Could you repeat the records shown below exactly as written?

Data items
◇ ◇ ◇ ◇

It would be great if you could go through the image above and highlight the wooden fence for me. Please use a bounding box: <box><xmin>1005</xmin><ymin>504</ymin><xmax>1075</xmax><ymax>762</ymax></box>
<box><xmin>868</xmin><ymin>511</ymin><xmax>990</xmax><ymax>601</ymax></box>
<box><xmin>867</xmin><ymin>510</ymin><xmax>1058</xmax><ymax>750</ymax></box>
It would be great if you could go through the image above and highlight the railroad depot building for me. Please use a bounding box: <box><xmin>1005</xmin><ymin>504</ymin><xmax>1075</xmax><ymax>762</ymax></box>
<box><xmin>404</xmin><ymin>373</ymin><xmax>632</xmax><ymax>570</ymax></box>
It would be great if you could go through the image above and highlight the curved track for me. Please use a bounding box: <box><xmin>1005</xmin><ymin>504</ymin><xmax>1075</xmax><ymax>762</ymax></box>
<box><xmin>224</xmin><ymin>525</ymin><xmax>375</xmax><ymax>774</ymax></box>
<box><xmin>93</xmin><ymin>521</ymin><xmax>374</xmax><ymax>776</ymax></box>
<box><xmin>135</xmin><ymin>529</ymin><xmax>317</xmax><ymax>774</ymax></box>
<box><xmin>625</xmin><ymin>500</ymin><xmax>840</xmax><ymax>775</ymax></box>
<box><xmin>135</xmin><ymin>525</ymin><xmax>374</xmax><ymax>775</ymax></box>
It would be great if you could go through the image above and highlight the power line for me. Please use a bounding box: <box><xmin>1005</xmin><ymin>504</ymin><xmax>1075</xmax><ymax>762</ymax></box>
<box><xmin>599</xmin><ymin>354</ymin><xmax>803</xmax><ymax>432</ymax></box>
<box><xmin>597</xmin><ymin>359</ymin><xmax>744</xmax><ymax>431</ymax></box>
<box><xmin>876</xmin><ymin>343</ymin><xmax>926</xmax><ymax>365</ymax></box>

◇ ◇ ◇ ◇

● **Task output**:
It would be great if you could go through the image above and highlight the wooden fence for me. Please use a bounding box: <box><xmin>1005</xmin><ymin>504</ymin><xmax>1075</xmax><ymax>762</ymax></box>
<box><xmin>868</xmin><ymin>511</ymin><xmax>990</xmax><ymax>601</ymax></box>
<box><xmin>867</xmin><ymin>510</ymin><xmax>1058</xmax><ymax>750</ymax></box>
It would be great if you could go through the image above and highlight the railroad depot building for me. Please use a bounding box: <box><xmin>1005</xmin><ymin>504</ymin><xmax>1075</xmax><ymax>762</ymax></box>
<box><xmin>404</xmin><ymin>373</ymin><xmax>632</xmax><ymax>570</ymax></box>
It would be great if you could go through the image above and highlight the curved track for me. Please use a bounding box: <box><xmin>1005</xmin><ymin>504</ymin><xmax>1075</xmax><ymax>762</ymax></box>
<box><xmin>224</xmin><ymin>525</ymin><xmax>375</xmax><ymax>774</ymax></box>
<box><xmin>93</xmin><ymin>521</ymin><xmax>374</xmax><ymax>776</ymax></box>
<box><xmin>135</xmin><ymin>529</ymin><xmax>317</xmax><ymax>774</ymax></box>
<box><xmin>625</xmin><ymin>500</ymin><xmax>840</xmax><ymax>775</ymax></box>
<box><xmin>135</xmin><ymin>525</ymin><xmax>374</xmax><ymax>775</ymax></box>
It would be great if you could go through the image above and highlight the power line for me. Please use a bounding box: <box><xmin>1005</xmin><ymin>504</ymin><xmax>1075</xmax><ymax>762</ymax></box>
<box><xmin>599</xmin><ymin>354</ymin><xmax>803</xmax><ymax>432</ymax></box>
<box><xmin>597</xmin><ymin>359</ymin><xmax>744</xmax><ymax>431</ymax></box>
<box><xmin>876</xmin><ymin>343</ymin><xmax>926</xmax><ymax>365</ymax></box>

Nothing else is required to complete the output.